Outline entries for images

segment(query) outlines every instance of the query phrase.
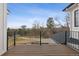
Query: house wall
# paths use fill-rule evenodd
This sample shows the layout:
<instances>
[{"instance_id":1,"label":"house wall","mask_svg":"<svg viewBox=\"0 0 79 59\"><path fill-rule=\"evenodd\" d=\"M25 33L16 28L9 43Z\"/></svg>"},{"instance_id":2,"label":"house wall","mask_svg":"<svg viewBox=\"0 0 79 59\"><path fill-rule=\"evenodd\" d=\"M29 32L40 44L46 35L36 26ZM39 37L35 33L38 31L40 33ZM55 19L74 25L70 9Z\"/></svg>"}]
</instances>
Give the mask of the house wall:
<instances>
[{"instance_id":1,"label":"house wall","mask_svg":"<svg viewBox=\"0 0 79 59\"><path fill-rule=\"evenodd\" d=\"M79 49L78 43L79 43L79 27L74 27L74 11L79 9L79 4L74 4L69 10L70 14L70 38L68 45Z\"/></svg>"},{"instance_id":2,"label":"house wall","mask_svg":"<svg viewBox=\"0 0 79 59\"><path fill-rule=\"evenodd\" d=\"M0 55L6 52L6 46L7 46L6 17L7 17L7 5L0 3Z\"/></svg>"}]
</instances>

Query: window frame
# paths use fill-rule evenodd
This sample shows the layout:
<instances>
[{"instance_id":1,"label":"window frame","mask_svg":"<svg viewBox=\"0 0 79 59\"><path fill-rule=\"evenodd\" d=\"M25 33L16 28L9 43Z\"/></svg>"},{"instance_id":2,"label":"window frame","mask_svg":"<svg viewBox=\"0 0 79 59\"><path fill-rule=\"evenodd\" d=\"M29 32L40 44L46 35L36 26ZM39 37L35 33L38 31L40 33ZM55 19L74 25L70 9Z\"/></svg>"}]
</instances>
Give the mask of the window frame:
<instances>
[{"instance_id":1,"label":"window frame","mask_svg":"<svg viewBox=\"0 0 79 59\"><path fill-rule=\"evenodd\" d=\"M74 27L79 27L79 25L77 25L78 12L79 12L79 9L74 11Z\"/></svg>"}]
</instances>

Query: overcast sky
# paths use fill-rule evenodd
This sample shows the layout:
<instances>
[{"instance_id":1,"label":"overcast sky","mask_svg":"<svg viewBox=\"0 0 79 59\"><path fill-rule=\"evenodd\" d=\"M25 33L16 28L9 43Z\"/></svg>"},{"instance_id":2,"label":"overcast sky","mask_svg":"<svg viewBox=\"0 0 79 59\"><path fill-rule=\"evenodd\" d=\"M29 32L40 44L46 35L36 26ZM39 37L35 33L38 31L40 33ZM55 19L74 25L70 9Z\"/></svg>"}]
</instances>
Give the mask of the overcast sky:
<instances>
[{"instance_id":1,"label":"overcast sky","mask_svg":"<svg viewBox=\"0 0 79 59\"><path fill-rule=\"evenodd\" d=\"M8 9L10 13L8 15L8 27L19 28L22 25L26 25L31 28L34 23L46 26L47 19L49 17L58 18L58 20L64 24L64 18L66 13L62 10L69 4L67 3L10 3ZM55 23L57 23L55 21Z\"/></svg>"}]
</instances>

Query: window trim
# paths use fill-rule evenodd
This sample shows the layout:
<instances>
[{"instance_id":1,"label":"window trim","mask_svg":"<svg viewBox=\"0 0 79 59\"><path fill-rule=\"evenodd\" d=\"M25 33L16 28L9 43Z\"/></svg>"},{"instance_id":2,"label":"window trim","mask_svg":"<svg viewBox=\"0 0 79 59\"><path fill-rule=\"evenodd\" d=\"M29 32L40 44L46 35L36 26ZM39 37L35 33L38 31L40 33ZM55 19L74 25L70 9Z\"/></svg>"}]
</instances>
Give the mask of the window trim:
<instances>
[{"instance_id":1,"label":"window trim","mask_svg":"<svg viewBox=\"0 0 79 59\"><path fill-rule=\"evenodd\" d=\"M77 14L76 13L77 12L79 12L79 9L74 11L74 27L79 27L79 26L76 25L76 21L77 21L77 19L76 19Z\"/></svg>"}]
</instances>

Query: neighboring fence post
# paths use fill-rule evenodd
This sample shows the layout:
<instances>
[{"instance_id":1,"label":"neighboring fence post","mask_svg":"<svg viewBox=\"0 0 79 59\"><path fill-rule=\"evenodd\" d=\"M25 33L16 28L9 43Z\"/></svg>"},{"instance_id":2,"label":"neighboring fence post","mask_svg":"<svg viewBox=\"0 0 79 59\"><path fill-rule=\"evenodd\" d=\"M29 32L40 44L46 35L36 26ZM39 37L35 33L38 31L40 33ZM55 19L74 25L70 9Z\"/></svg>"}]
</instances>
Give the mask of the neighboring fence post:
<instances>
[{"instance_id":1,"label":"neighboring fence post","mask_svg":"<svg viewBox=\"0 0 79 59\"><path fill-rule=\"evenodd\" d=\"M8 38L8 32L7 32L7 51L8 51L8 40L9 38Z\"/></svg>"},{"instance_id":2,"label":"neighboring fence post","mask_svg":"<svg viewBox=\"0 0 79 59\"><path fill-rule=\"evenodd\" d=\"M16 31L14 31L14 46L16 45Z\"/></svg>"},{"instance_id":3,"label":"neighboring fence post","mask_svg":"<svg viewBox=\"0 0 79 59\"><path fill-rule=\"evenodd\" d=\"M40 31L40 46L41 46L41 31Z\"/></svg>"},{"instance_id":4,"label":"neighboring fence post","mask_svg":"<svg viewBox=\"0 0 79 59\"><path fill-rule=\"evenodd\" d=\"M65 45L67 45L67 31L65 31Z\"/></svg>"}]
</instances>

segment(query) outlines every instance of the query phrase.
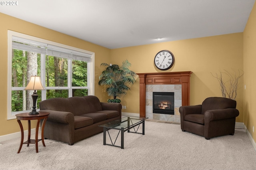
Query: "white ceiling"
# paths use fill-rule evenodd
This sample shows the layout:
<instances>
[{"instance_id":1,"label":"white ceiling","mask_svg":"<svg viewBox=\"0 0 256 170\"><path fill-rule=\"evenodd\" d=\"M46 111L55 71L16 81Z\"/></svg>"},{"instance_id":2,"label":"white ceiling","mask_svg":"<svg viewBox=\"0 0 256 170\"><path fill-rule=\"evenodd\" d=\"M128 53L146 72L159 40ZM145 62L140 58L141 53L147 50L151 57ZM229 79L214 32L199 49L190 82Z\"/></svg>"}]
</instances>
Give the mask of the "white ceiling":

Directions for this task
Pick out and copy every line of the rows that contains the word "wall".

The result
Query: house wall
[{"instance_id":1,"label":"house wall","mask_svg":"<svg viewBox=\"0 0 79 59\"><path fill-rule=\"evenodd\" d=\"M25 33L16 28L9 43Z\"/></svg>"},{"instance_id":2,"label":"house wall","mask_svg":"<svg viewBox=\"0 0 79 59\"><path fill-rule=\"evenodd\" d=\"M29 32L40 44L46 35L36 26ZM39 37L35 33L38 31L40 33ZM55 19L74 25L70 9Z\"/></svg>"}]
Give the mask of the house wall:
[{"instance_id":1,"label":"house wall","mask_svg":"<svg viewBox=\"0 0 79 59\"><path fill-rule=\"evenodd\" d=\"M79 49L78 43L79 43L79 27L74 27L74 11L79 9L79 4L74 4L69 10L70 14L70 38L68 45Z\"/></svg>"},{"instance_id":2,"label":"house wall","mask_svg":"<svg viewBox=\"0 0 79 59\"><path fill-rule=\"evenodd\" d=\"M0 55L6 52L6 46L7 46L6 17L7 17L7 5L0 3Z\"/></svg>"}]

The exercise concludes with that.